### Selected passage:
Oil shale is America's most abundant energy resource--even bigger than coal. An estimated 28 trillion barrels of oil are locked in shale deposits in at least 13 states, enough to supply the United States with vital liquid hydrocarbon fuel for hundreds of years.
The Green River Formation covering about 17,000 square miles in parts of Colorado, Utah and Wyoming represent about 21/2 times all the oil reserves in the Western world and the Mideast combined. Furthermore, energy experts predict by the year 1990 the shale oil industry will represent a multi-billion-dollar business capable of producing well over 500,000 barrels of oil per day.
Oil shale is neither an oil nor a shale. The term "oil shale" refers to a carbonaceous rock, i.e. marl--a type of limestone, that contains a high molecular weight organic polymer called kerogen. Kerogen is the oil precursor in the oil shale rock. To extract the kerogen from the oil shale, the oil shale must generally be broken into small pieces and heated to pyrolysis temperatures in the range of between about 800.degree. F. (420.degree. C.) and about 1000.degree. F. (538.degree. C.). Oil cannot be derived from oil shale deposits by solely using solvents. The heating of the oil shale and the subsequent production of kerogen is generally carried out in large ovens called retorts or while the oil shale is still underground (in-situ).

### Supplied material:
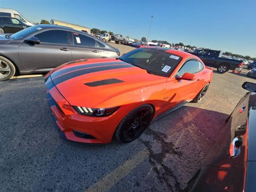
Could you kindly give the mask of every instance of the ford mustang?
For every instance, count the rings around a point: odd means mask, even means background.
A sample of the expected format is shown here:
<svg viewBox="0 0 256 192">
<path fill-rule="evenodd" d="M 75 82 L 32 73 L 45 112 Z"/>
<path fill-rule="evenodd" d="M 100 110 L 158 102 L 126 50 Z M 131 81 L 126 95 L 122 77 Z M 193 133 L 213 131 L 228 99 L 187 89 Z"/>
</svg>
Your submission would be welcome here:
<svg viewBox="0 0 256 192">
<path fill-rule="evenodd" d="M 45 76 L 47 100 L 60 137 L 127 142 L 150 122 L 188 102 L 202 100 L 212 70 L 190 53 L 144 47 L 118 58 L 65 63 Z"/>
</svg>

### What to do:
1. Decide whether each statement agrees with the oil shale passage, answering yes or no and quoting the words of the passage that settle it. (a) Oil can be obtained from oil shale by using solvents alone. (b) Kerogen is the oil precursor in oil shale rock. (c) The Green River Formation lies in parts of Colorado, Utah and Wyoming.
2. According to the oil shale passage, how many barrels of oil are estimated to be locked in shale deposits?
3. Print the part of the oil shale passage starting with "The Green River" and going on through "oil per day.".

### Task-by-task outputs:
1.
(a) No: "Oil cannot be derived from oil shale deposits by solely using solvents."
(b) Yes: "Kerogen is the oil precursor in the oil shale rock."
(c) Yes: "covering about 17,000 square miles in parts of Colorado, Utah and Wyoming"

2. An estimated 28 trillion barrels.

3.
The Green River Formation covering about 17,000 square miles in parts of Colorado, Utah and Wyoming represent about 21/2 times all the oil reserves in the Western world and the Mideast combined. Furthermore, energy experts predict by the year 1990 the shale oil industry will represent a multi-billion-dollar business capable of producing well over 500,000 barrels of oil per day.